#### Supplied material ####

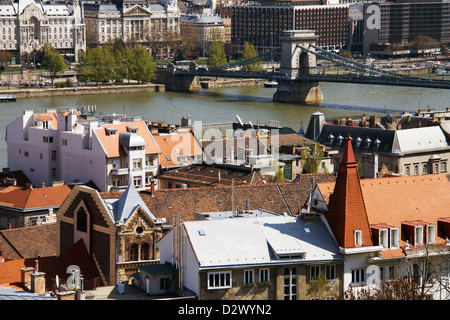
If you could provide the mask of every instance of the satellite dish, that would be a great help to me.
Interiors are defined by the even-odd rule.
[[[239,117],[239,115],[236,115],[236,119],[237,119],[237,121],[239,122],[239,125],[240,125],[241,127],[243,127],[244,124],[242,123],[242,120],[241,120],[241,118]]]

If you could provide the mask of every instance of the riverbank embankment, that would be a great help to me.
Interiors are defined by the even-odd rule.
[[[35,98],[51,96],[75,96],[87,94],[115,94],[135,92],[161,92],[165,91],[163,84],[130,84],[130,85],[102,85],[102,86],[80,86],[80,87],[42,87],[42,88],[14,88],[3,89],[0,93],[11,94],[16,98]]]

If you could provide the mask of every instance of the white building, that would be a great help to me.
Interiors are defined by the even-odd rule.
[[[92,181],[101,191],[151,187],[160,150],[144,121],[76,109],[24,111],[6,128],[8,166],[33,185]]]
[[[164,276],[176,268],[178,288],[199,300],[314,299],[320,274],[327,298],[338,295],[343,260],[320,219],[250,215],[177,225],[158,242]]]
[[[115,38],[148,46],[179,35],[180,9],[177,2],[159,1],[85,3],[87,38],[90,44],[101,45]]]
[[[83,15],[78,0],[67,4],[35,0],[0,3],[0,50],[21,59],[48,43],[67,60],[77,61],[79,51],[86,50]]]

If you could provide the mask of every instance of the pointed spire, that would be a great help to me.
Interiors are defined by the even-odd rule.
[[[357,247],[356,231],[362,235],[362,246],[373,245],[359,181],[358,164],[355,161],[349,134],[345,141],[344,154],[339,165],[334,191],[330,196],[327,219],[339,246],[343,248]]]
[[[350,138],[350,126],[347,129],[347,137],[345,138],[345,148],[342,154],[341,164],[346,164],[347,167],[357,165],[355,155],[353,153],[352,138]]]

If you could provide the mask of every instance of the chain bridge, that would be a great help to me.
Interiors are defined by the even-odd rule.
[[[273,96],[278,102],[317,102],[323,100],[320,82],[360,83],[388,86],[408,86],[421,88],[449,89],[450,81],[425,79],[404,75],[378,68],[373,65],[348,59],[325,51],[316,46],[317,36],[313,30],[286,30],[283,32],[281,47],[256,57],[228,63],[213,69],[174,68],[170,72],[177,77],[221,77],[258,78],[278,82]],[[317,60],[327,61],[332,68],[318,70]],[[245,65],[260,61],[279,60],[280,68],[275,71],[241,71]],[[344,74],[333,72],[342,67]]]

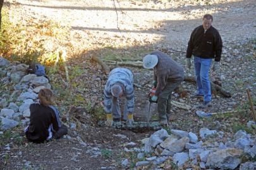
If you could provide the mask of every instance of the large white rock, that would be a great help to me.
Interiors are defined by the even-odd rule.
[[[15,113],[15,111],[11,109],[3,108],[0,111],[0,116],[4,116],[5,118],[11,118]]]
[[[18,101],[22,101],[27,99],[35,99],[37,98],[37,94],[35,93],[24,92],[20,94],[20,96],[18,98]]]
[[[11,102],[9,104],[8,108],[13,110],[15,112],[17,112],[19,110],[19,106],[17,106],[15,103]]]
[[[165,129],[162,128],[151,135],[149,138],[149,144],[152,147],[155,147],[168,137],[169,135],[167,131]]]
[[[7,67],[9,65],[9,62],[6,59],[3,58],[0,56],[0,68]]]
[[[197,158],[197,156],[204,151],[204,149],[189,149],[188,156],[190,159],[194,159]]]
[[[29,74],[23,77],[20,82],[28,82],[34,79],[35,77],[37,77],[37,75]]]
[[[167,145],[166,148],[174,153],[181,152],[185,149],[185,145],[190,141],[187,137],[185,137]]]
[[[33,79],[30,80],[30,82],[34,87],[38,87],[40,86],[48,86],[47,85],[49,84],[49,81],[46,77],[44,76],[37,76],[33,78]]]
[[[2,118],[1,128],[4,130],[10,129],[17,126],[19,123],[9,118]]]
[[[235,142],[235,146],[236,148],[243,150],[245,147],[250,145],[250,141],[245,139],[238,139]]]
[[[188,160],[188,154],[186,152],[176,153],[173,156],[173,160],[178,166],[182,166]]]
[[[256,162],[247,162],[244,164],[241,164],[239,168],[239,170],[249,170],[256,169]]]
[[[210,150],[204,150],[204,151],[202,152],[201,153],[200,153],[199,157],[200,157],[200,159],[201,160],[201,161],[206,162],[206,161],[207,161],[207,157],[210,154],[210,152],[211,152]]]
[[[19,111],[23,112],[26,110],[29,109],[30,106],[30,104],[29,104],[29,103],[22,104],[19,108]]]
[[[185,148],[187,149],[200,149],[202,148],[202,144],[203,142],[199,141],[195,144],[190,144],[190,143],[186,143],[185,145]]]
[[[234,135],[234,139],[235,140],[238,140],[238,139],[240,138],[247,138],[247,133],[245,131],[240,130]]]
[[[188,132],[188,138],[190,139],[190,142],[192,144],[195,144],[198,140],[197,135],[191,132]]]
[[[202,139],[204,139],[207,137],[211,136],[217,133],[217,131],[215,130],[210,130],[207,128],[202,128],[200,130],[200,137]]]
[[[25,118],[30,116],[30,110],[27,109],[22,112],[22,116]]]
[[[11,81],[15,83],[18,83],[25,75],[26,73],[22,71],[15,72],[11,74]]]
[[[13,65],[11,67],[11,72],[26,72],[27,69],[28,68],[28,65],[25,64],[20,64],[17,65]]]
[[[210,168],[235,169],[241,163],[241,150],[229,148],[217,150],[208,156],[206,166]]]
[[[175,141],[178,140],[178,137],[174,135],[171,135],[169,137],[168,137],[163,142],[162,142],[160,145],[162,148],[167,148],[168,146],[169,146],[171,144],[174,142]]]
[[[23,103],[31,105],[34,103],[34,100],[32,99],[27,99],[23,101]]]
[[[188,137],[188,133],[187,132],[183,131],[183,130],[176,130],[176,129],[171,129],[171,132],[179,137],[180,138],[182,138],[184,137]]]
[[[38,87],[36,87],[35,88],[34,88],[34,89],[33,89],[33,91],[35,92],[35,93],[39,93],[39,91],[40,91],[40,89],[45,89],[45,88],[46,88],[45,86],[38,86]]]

####

Copy every one of the records above word for word, leaving out the pictures.

If you could provide the mask of every instance of the satellite dish, that would be a great help to me.
Interiors are defined by the even-odd rule.
[[[239,117],[239,115],[236,115],[236,119],[237,119],[237,121],[239,122],[239,125],[240,125],[241,127],[243,127],[244,124],[242,123],[242,120],[241,120],[241,118]]]

If you could provide the mask of every instance of the riverbank embankment, that would be a great help to me.
Interiors are defined by the even-odd rule.
[[[35,98],[51,96],[75,96],[87,94],[115,94],[135,92],[161,92],[165,91],[163,84],[130,84],[130,85],[102,85],[102,86],[80,86],[80,87],[42,87],[42,88],[14,88],[3,89],[0,93],[11,94],[16,98]]]

If you could provide the mask of every instance of the white building, that would be a great help to me.
Interiors are defined by the even-odd rule.
[[[92,181],[101,191],[151,187],[160,150],[144,121],[76,109],[24,111],[6,128],[8,166],[33,185]]]
[[[164,276],[176,268],[178,288],[199,300],[314,299],[320,274],[327,298],[338,295],[343,260],[320,219],[250,215],[177,225],[158,242]]]
[[[115,38],[148,46],[179,35],[180,9],[177,2],[159,1],[85,3],[87,38],[90,44],[101,45]]]
[[[83,15],[78,0],[67,4],[35,0],[0,3],[0,50],[21,59],[48,43],[67,60],[77,61],[79,51],[86,50]]]

If you could provide the mask of every instance of the pointed spire, that would be a great help to me.
Interiors are defined by the even-odd rule.
[[[357,247],[356,231],[362,235],[362,246],[373,245],[359,181],[358,164],[355,161],[349,134],[345,141],[344,154],[339,165],[334,191],[330,196],[327,219],[339,246],[343,248]]]
[[[350,138],[350,126],[347,129],[347,137],[345,138],[345,148],[342,154],[341,164],[346,164],[347,167],[357,165],[355,155],[353,153],[352,138]]]

If you could provide the mask of every instance of the chain bridge, that would be a great help to me.
Interiors are defined by the even-odd rule.
[[[273,96],[278,102],[317,102],[323,100],[320,82],[360,83],[388,86],[408,86],[421,88],[449,89],[450,81],[425,79],[404,75],[378,68],[373,65],[348,59],[325,51],[316,46],[317,36],[313,30],[286,30],[283,32],[281,47],[256,57],[228,63],[213,69],[174,68],[170,72],[177,77],[221,77],[258,78],[278,82]],[[317,60],[327,61],[332,68],[318,70]],[[245,65],[260,61],[279,60],[280,68],[275,71],[241,71]],[[344,74],[333,72],[342,67]]]

If you could provide the mask of every instance of the large white rock, that would be a great help to me.
Interiors are defined by the even-odd rule.
[[[15,113],[15,111],[11,109],[3,108],[0,111],[0,116],[4,116],[5,118],[11,118]]]
[[[18,101],[22,101],[27,99],[35,99],[37,98],[37,94],[35,93],[24,92],[20,94],[20,96],[18,98]]]
[[[11,102],[9,104],[8,108],[13,110],[15,112],[17,112],[19,110],[19,106],[17,106],[15,103]]]
[[[165,129],[162,128],[151,135],[149,138],[149,144],[152,147],[155,147],[168,137],[169,135],[167,131]]]
[[[7,67],[9,65],[9,62],[6,59],[3,58],[0,56],[0,68]]]
[[[197,158],[197,156],[204,151],[204,149],[189,149],[188,156],[190,159],[194,159]]]
[[[29,74],[23,77],[20,82],[28,82],[34,79],[35,77],[37,77],[37,75]]]
[[[167,145],[166,148],[174,153],[181,152],[185,149],[185,145],[190,141],[187,137],[185,137]]]
[[[33,79],[30,80],[30,82],[34,87],[38,87],[40,86],[48,86],[47,85],[49,84],[49,81],[46,77],[44,76],[37,76],[33,78]]]
[[[2,118],[1,128],[4,130],[10,129],[17,126],[19,123],[9,118]]]
[[[235,142],[235,146],[236,148],[243,150],[245,147],[250,145],[250,141],[245,139],[238,139]]]
[[[188,160],[188,154],[186,152],[176,153],[173,156],[173,160],[178,166],[182,166]]]
[[[256,162],[247,162],[244,164],[241,164],[239,168],[239,170],[249,170],[256,169]]]
[[[210,150],[204,150],[204,151],[202,152],[201,153],[200,153],[199,157],[200,157],[200,159],[201,160],[201,161],[206,162],[206,161],[207,161],[207,157],[210,154],[210,152],[211,152]]]
[[[19,111],[23,112],[26,110],[29,109],[30,106],[30,104],[29,104],[29,103],[22,104],[19,108]]]
[[[185,148],[187,149],[200,149],[202,148],[202,144],[203,142],[199,141],[195,144],[190,144],[190,143],[186,143],[185,145]]]
[[[234,135],[234,139],[235,140],[238,140],[238,139],[240,138],[247,138],[247,133],[245,131],[240,130]]]
[[[188,132],[188,138],[190,139],[190,142],[192,144],[195,144],[198,140],[197,135],[191,132]]]
[[[202,139],[204,139],[207,137],[211,136],[217,133],[217,131],[215,130],[210,130],[207,128],[202,128],[200,130],[200,137]]]
[[[25,118],[30,116],[30,110],[27,109],[22,112],[22,116]]]
[[[11,81],[15,83],[18,83],[25,75],[26,73],[22,71],[15,72],[11,74]]]
[[[13,65],[11,67],[11,72],[26,72],[27,69],[28,68],[28,65],[25,64],[20,64],[17,65]]]
[[[210,168],[235,169],[241,163],[241,150],[229,148],[217,150],[208,156],[206,166]]]
[[[175,141],[178,140],[178,137],[174,135],[171,135],[169,137],[168,137],[163,142],[162,142],[160,145],[162,148],[167,148],[168,146],[169,146],[171,144],[174,142]]]
[[[23,103],[31,105],[34,103],[34,100],[32,99],[27,99],[23,101]]]
[[[188,137],[188,133],[187,132],[183,131],[183,130],[176,130],[176,129],[171,129],[171,132],[179,137],[180,138],[182,138],[184,137]]]
[[[38,87],[36,87],[35,88],[34,88],[34,89],[33,89],[33,91],[35,92],[35,93],[39,93],[39,91],[40,91],[40,89],[45,89],[45,88],[46,88],[45,86],[38,86]]]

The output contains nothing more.